<<<<

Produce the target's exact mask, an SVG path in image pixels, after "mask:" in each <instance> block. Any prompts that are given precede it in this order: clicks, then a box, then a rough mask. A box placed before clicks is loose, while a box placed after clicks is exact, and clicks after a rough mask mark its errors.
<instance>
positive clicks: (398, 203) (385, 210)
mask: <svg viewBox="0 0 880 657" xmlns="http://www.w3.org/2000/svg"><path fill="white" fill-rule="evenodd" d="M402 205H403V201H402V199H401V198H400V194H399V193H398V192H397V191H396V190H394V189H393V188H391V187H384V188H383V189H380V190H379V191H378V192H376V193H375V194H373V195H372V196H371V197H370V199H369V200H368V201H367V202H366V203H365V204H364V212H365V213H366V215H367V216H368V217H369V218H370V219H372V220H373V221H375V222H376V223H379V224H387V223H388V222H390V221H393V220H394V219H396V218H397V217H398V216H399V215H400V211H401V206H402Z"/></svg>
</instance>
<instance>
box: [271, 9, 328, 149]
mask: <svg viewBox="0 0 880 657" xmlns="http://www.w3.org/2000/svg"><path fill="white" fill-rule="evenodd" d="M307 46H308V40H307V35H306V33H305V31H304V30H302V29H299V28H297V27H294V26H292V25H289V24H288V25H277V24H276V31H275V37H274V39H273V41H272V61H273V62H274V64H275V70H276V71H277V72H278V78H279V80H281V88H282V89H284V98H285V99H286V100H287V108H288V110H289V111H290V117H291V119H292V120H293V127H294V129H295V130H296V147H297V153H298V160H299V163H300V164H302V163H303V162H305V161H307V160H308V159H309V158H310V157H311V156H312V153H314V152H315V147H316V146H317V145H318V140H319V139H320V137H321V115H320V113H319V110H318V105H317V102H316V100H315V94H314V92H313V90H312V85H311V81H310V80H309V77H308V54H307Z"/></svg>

>>>>

## What you need to do
Each entry should be reproduced in the output exactly.

## Answer box
Produce the target's exact mask, an SVG path in image pixels, after "mask:" in each <instance> block. Any prompts that are given precede it in this order: clicks, then a box, then a rough mask. A box placed before clicks is loose, while a box placed after clicks is exact, and clicks after a rough mask mark its errors.
<instance>
positive clicks: (398, 203) (385, 210)
mask: <svg viewBox="0 0 880 657" xmlns="http://www.w3.org/2000/svg"><path fill="white" fill-rule="evenodd" d="M402 205H403V201H402V199H401V198H400V194H399V193H398V192H397V191H396V190H394V189H393V188H391V187H384V188H383V189H380V190H379V191H378V192H376V193H375V194H373V195H372V196H371V197H370V199H369V200H368V201H367V202H366V203H365V204H364V212H365V213H366V215H367V216H368V217H369V218H370V219H372V220H373V221H375V222H376V223H379V224H387V223H388V222H390V221H393V220H394V219H396V218H397V217H398V216H399V215H400V211H401V206H402Z"/></svg>
</instance>
<instance>
box: [271, 9, 328, 149]
mask: <svg viewBox="0 0 880 657" xmlns="http://www.w3.org/2000/svg"><path fill="white" fill-rule="evenodd" d="M307 46H308V40H307V35H306V33H305V31H304V30H302V29H299V28H297V27H294V26H292V25H289V24H288V25H277V24H276V31H275V37H274V39H273V41H272V61H273V62H274V64H275V70H276V71H277V72H278V78H279V80H281V88H282V89H284V98H285V99H286V100H287V108H288V110H289V111H290V117H291V119H292V120H293V127H294V129H295V130H296V147H297V153H298V160H299V163H300V164H302V163H303V162H305V161H307V160H308V159H309V158H310V157H311V156H312V153H314V152H315V147H316V146H317V145H318V140H319V139H320V137H321V115H320V113H319V110H318V105H317V102H316V100H315V94H314V92H313V90H312V85H311V81H310V80H309V77H308V54H307Z"/></svg>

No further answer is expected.